Despite great advancements in technology, the curriculum vitae (CV) has largely retained its standard look; a Microsoft Word or Adobe Acrobat document listing a job seeker’s qualifications.
Some human resource consultants even advice against being too expressive in your resume, lest you distract the interviewer away from what really matters – your qualifications.
A new crop of job seekers is, however, daring to break this mould and are now developing digital CVs that are not only making tongues wag, but securing the developers lucrative jobs.
One such individual is Angela Njagi who pieced together a 1:41 minute video of her resume and posted it on her YouTube page on May 31. The video, titled ‘The Shoe Story’ has gained nearly 6,000 viewers since then. SEE VIDEO HERE
Angela, a Bachelor of Commerce graduate from Africa Nazarene University, who was at the time working in the debt recovery department at Kenya Commercial Bank, was two weeks ago hired by Squad Digital, a digital advertising firm.
“I was constantly sending ideas to the bank’s marketing team but felt that I was not getting out of debt recovery. I decided to go the extra mile and do something creative,” said Ms Njagi during her interview with Digital Business.

Records from a data collection:
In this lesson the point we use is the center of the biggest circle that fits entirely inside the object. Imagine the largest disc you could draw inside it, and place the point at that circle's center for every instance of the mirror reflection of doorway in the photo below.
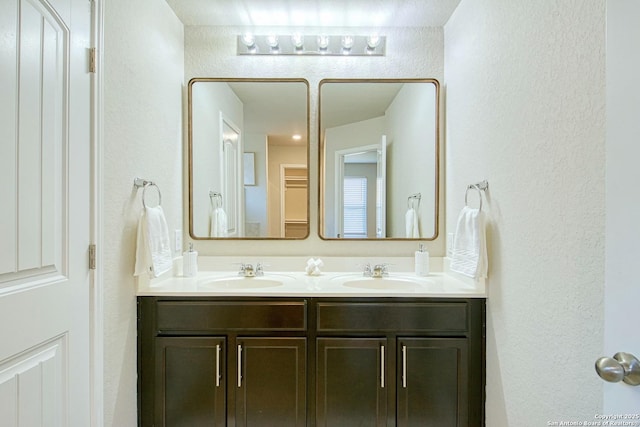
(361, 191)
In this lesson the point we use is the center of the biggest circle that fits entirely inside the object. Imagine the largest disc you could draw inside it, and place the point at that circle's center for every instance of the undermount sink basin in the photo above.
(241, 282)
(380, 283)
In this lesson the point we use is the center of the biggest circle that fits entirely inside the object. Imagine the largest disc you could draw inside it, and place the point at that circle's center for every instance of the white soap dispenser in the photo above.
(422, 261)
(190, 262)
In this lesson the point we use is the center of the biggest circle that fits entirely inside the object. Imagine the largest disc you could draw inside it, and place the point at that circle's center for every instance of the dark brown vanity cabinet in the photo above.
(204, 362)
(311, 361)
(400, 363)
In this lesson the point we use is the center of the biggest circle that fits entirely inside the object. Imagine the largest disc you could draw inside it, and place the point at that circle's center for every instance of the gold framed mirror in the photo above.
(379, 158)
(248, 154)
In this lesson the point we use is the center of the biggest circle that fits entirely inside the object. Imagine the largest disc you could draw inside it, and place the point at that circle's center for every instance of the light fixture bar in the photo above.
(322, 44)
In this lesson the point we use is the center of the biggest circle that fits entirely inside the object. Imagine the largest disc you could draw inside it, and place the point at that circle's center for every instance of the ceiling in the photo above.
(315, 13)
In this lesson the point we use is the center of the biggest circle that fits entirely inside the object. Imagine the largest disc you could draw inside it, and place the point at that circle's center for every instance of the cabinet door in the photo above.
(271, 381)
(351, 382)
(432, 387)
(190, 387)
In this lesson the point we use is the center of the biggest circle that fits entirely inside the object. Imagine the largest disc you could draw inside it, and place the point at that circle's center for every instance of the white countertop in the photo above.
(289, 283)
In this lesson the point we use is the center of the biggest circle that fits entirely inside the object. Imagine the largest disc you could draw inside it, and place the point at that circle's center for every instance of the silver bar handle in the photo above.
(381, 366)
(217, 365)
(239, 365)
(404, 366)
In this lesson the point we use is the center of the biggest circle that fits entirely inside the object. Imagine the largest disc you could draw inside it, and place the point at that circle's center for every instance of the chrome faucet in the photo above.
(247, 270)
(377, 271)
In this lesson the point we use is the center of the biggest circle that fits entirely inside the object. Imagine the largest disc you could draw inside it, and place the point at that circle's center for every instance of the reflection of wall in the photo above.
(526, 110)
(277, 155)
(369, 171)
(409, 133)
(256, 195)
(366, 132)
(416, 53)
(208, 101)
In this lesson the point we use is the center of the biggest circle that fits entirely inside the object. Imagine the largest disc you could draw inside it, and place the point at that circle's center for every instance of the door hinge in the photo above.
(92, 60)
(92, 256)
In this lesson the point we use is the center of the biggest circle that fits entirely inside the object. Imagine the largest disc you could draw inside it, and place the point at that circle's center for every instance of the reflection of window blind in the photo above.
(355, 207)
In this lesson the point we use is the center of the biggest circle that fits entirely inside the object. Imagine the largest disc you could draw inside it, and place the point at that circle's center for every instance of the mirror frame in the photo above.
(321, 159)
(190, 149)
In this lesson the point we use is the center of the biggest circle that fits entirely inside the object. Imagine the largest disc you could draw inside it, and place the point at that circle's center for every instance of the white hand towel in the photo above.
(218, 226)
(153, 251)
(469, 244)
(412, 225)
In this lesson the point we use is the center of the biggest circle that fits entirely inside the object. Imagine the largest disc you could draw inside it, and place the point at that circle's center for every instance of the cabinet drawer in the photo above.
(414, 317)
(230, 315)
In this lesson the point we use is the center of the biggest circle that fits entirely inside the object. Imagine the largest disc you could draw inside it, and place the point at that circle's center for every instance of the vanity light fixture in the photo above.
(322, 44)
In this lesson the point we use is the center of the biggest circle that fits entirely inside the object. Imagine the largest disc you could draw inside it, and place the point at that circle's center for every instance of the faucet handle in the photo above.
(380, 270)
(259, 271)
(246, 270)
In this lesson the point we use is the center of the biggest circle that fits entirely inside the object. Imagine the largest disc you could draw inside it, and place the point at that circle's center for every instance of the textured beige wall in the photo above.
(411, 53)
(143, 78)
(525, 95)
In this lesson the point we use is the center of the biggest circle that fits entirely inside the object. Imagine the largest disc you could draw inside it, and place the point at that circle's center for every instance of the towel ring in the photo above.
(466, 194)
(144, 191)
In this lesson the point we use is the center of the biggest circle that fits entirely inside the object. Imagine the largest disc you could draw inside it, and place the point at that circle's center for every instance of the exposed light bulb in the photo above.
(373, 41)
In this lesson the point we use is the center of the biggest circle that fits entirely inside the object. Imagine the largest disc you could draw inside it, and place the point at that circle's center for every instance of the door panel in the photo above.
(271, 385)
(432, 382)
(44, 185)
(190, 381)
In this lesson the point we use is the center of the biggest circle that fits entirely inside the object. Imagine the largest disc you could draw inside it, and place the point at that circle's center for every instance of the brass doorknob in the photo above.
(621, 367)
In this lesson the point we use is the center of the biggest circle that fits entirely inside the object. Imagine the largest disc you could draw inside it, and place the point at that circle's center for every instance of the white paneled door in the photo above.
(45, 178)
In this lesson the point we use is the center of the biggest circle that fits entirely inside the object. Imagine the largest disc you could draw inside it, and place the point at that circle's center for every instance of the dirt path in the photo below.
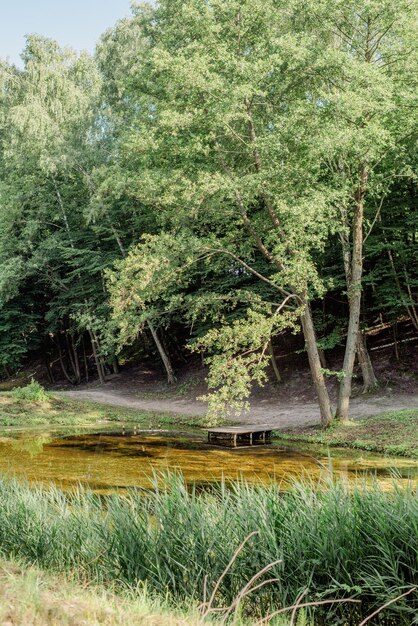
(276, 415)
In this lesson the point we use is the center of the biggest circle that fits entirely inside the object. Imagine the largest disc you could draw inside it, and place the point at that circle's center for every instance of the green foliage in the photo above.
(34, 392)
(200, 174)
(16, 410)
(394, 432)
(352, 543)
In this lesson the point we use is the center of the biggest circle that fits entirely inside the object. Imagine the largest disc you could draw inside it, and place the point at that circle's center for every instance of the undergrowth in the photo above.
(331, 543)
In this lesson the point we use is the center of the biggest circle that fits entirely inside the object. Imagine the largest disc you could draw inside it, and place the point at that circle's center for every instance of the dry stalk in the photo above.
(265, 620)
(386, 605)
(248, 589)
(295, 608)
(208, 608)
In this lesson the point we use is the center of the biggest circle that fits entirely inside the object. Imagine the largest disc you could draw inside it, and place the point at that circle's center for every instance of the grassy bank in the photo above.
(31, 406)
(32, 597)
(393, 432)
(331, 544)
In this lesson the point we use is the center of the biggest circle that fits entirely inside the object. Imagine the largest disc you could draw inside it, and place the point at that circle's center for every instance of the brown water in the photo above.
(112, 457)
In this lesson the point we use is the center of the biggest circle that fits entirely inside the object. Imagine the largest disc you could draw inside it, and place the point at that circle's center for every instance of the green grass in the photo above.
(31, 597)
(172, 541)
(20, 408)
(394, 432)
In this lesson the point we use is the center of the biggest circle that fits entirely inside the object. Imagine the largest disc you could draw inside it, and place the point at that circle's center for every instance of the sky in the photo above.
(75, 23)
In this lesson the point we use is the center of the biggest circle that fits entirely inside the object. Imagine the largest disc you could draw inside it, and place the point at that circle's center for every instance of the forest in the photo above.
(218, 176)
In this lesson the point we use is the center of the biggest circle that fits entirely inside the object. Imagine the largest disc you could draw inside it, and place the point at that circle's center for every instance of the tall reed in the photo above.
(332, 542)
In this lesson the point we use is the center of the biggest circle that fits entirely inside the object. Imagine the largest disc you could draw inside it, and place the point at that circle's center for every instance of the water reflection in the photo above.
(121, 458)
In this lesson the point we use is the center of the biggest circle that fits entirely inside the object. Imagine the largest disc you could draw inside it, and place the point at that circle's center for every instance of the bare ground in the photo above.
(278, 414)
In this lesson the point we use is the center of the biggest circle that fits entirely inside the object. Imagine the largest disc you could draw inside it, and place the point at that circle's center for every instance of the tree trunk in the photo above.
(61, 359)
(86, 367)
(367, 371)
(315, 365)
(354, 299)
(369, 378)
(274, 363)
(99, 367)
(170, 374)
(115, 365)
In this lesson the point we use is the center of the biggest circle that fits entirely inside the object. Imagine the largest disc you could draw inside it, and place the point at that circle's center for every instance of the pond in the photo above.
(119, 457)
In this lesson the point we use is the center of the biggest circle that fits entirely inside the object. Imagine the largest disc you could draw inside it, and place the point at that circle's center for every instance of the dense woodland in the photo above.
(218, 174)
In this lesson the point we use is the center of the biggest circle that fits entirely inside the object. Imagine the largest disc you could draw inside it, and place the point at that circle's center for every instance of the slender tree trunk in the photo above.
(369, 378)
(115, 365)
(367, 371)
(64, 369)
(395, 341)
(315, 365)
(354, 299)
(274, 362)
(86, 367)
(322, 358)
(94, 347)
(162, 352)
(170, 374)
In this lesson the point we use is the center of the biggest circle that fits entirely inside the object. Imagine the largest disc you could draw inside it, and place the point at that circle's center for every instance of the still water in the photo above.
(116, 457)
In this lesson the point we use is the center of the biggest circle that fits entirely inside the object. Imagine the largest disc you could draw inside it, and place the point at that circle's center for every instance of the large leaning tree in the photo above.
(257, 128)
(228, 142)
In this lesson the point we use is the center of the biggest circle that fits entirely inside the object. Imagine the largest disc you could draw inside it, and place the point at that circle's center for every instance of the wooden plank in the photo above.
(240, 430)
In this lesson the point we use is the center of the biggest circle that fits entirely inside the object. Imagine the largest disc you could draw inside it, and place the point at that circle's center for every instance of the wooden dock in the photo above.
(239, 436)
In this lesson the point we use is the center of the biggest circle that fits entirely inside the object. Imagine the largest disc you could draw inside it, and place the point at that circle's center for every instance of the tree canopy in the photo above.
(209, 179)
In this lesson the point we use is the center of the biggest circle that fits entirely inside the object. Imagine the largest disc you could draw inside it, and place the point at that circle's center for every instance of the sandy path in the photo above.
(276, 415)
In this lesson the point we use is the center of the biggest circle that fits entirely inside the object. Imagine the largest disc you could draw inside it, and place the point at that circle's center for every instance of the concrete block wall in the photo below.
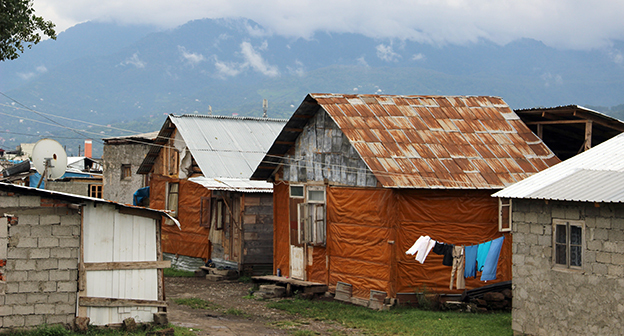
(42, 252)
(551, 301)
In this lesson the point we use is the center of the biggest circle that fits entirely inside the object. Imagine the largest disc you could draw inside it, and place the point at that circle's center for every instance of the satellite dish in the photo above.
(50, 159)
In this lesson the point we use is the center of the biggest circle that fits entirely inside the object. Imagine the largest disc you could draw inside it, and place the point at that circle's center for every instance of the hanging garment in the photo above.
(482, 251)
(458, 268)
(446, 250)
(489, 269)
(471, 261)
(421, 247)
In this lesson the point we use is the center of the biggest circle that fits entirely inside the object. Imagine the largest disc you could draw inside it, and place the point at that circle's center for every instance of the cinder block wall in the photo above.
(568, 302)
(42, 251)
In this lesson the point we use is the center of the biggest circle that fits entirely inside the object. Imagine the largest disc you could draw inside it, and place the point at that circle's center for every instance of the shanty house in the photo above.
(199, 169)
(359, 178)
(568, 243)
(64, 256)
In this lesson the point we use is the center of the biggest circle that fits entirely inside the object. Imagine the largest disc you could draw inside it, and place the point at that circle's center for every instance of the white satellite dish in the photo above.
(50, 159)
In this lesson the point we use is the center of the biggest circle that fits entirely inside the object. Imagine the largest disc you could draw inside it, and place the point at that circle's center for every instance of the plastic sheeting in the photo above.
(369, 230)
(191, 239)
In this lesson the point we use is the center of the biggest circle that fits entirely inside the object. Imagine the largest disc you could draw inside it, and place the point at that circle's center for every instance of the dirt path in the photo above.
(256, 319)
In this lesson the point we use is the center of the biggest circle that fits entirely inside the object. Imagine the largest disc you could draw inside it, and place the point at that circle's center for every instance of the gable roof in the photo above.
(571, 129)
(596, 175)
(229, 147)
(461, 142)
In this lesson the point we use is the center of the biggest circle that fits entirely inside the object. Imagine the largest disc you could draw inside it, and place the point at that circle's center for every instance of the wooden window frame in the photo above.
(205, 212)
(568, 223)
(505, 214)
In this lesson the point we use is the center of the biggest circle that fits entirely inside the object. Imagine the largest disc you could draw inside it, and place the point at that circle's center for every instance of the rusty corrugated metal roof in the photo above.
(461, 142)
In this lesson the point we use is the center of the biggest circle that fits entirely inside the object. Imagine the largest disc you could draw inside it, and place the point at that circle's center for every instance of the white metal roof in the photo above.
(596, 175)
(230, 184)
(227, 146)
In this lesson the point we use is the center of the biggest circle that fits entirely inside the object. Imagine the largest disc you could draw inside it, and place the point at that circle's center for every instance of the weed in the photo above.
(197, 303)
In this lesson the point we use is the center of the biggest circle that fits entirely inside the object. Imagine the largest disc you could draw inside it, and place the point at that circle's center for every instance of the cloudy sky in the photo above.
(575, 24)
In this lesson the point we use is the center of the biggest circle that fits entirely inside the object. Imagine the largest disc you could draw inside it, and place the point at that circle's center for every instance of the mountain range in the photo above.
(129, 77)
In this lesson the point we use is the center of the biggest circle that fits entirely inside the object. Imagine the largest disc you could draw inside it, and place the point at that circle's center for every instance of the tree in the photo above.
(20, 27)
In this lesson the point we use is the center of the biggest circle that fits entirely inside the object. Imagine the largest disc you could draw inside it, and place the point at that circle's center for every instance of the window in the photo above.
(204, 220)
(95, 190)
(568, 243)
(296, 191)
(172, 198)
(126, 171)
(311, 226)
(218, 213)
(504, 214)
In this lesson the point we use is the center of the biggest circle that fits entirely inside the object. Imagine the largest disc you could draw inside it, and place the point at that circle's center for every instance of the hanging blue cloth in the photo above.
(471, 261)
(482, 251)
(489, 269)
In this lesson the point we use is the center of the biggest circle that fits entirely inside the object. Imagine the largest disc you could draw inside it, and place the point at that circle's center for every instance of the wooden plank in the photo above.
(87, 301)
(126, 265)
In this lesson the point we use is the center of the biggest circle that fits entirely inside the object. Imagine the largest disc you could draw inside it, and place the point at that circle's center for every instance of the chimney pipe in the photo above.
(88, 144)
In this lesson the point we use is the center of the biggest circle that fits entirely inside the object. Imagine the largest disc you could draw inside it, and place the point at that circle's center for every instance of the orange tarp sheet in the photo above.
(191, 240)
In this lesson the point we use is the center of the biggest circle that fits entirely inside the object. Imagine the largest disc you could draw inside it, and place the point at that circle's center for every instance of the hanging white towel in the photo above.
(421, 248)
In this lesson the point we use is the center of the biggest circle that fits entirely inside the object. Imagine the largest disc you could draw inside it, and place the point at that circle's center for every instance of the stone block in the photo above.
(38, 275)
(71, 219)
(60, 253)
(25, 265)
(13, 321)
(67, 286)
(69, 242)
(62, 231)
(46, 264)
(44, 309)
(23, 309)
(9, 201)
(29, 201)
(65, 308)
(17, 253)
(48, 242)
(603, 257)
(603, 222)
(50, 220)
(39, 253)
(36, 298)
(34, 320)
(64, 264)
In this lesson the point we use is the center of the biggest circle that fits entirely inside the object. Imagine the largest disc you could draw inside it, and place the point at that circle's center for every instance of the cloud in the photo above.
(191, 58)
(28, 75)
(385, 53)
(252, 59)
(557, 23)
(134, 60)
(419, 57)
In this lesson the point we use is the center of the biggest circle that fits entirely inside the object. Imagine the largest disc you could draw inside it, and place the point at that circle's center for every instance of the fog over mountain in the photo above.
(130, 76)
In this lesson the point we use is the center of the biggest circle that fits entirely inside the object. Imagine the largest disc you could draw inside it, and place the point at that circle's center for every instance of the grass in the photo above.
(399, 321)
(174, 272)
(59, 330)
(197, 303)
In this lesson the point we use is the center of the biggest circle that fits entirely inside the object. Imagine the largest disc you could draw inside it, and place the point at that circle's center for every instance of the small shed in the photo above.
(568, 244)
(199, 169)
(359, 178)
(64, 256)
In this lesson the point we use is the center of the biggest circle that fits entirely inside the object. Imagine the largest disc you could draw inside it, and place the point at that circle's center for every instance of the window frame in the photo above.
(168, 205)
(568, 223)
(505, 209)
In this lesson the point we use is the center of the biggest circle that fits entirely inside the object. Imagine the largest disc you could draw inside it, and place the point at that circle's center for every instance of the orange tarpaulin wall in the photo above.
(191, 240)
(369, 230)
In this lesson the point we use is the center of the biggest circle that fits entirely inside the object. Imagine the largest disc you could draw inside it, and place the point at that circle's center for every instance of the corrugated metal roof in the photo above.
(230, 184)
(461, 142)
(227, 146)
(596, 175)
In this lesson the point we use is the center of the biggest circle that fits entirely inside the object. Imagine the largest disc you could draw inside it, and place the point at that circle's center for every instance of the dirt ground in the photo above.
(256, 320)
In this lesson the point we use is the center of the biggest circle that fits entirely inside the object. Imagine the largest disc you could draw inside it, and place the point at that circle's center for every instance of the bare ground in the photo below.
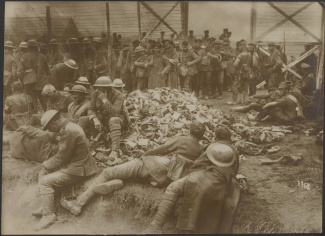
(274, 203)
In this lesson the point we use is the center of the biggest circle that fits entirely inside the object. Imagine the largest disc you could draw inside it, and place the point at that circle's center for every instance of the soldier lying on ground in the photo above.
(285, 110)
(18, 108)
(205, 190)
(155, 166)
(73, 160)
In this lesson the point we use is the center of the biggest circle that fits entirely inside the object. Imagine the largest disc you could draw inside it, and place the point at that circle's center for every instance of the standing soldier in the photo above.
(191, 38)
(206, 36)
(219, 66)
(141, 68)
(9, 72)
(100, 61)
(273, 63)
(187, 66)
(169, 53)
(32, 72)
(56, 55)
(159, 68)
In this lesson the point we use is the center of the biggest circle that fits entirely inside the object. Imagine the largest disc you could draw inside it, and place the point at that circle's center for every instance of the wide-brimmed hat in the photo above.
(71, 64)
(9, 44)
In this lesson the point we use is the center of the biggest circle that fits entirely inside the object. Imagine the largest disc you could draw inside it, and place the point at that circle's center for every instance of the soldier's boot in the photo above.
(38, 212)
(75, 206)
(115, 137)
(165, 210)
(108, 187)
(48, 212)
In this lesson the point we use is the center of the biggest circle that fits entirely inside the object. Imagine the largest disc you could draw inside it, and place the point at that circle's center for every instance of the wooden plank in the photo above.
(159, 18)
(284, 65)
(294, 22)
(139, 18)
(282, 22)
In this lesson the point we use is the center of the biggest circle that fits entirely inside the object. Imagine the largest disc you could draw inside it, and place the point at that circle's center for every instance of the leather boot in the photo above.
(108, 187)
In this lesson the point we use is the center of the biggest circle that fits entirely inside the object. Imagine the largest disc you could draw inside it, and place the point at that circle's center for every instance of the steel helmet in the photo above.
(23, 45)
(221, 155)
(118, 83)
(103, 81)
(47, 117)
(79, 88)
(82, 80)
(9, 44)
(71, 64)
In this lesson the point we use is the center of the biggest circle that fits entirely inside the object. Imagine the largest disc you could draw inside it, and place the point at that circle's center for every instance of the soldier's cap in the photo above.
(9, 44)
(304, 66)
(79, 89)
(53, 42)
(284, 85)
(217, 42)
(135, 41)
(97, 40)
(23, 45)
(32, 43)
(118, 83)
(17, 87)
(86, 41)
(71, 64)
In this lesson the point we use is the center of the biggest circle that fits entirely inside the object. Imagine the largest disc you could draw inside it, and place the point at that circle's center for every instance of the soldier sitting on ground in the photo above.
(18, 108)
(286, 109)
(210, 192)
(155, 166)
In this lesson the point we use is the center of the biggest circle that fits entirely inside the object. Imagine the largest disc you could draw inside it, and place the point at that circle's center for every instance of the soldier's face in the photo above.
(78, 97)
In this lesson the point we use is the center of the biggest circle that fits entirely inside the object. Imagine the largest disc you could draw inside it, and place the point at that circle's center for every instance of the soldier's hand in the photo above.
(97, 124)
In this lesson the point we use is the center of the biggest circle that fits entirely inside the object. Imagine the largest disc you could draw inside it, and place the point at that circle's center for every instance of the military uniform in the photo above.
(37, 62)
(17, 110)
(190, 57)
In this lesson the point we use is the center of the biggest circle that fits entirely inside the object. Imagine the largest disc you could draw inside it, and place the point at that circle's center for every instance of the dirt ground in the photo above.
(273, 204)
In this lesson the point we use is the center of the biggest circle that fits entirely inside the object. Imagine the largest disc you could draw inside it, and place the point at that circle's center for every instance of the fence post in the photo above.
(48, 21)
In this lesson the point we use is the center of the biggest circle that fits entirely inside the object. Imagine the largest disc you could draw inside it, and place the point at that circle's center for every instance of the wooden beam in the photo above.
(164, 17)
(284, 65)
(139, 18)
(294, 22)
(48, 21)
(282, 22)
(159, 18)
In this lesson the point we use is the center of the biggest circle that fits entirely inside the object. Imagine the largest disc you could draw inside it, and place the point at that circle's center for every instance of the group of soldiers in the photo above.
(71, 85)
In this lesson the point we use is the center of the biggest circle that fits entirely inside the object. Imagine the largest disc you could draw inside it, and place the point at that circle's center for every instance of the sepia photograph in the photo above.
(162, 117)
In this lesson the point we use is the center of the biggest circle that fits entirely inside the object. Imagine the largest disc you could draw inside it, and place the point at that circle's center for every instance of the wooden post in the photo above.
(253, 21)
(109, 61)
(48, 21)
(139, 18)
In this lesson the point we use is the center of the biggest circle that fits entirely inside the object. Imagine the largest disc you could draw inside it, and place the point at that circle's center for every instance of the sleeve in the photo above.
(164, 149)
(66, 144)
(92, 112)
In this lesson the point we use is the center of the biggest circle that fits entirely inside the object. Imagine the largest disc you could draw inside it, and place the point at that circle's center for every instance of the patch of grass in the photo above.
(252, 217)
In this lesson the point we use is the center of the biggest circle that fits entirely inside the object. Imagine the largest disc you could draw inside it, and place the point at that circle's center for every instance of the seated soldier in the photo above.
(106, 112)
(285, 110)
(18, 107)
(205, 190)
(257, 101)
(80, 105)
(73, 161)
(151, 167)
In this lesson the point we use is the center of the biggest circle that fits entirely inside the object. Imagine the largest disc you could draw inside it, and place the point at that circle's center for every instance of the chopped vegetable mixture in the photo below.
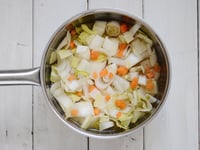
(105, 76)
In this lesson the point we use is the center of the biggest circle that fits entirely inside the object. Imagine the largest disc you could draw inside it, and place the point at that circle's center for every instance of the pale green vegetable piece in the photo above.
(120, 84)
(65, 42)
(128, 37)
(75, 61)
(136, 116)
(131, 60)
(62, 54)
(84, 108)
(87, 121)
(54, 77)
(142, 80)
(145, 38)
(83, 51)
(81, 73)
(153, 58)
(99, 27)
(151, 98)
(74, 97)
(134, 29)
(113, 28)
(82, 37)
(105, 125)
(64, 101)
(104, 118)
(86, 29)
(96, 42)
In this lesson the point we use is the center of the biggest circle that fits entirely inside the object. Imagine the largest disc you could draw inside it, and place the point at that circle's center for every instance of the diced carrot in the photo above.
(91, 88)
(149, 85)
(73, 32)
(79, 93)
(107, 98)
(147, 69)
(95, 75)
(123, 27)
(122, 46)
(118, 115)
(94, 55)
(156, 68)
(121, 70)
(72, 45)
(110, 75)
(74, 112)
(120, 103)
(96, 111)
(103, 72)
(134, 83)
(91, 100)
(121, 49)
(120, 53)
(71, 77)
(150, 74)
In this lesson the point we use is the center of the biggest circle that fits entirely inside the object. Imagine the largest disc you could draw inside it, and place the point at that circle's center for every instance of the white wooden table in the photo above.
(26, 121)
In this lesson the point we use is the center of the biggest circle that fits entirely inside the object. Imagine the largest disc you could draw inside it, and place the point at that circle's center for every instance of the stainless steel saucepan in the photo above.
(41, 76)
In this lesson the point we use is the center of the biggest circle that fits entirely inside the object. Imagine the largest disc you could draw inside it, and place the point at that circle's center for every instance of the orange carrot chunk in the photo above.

» **YOUR TASKS**:
a) Name every school, bank, or firm that the article on video resumes says Angela Njagi studied at, worked for, or was hired by.
b) In the article on video resumes, what title did Angela Njagi give her video?
c) Extend the article on video resumes, beginning right after its final sentence.

» **ANSWERS FOR THE TASKS**:
a) Africa Nazarene University, Kenya Commercial Bank, Squad Digital

b) ‘The Shoe Story’

c)
“My peers and friends were skeptical of the video, some said it would fail miserably while others thought it was kind of silly. However, they all cheered me on once the video gained traction online.”
Her video is themed around a panhandler who, instead of begging for money to buy food, has several placards each with different messages about her educational and professional background.
Some of her placards are titled “creative looking for a shelter”, “Academia: bachelor of commerce”, Work Experience: March 2014 to date – KCB debt recovery officer” and “Why Me?”.
She does not expose her real identity in the clip which has her tapping a pair of tattered rubber shoes to the song ‘Bills’ by Lunch Money Lewis, an apt selection given her goal.
The decision to remain anonymous, she explains, eliminated the risk of potential employers pre-judging her because of her looks or appearance, allowing them to focus on the content of the video.
Ms Njagi, who has also served as an intern at the Kenya National Bureau of Statistics, says she chose to express herself using the shoes since they convey movement.
“I have no background in advertising. The only way I could get attention from the people I wanted to work with was if I showed them what I could do hence the decision to turn my CV into a concept,” she said.
Earlier this year, Business Insider reported about a woman living in San Francisco who used digital media to land a job interview at Airbnb, a website used by people to rent out lodging.
Nina Mufleh, who moved to the US from the Middle East a year ago, really wanted to work for Airbnb, so much more that she created a resume that mirrored the company’s website.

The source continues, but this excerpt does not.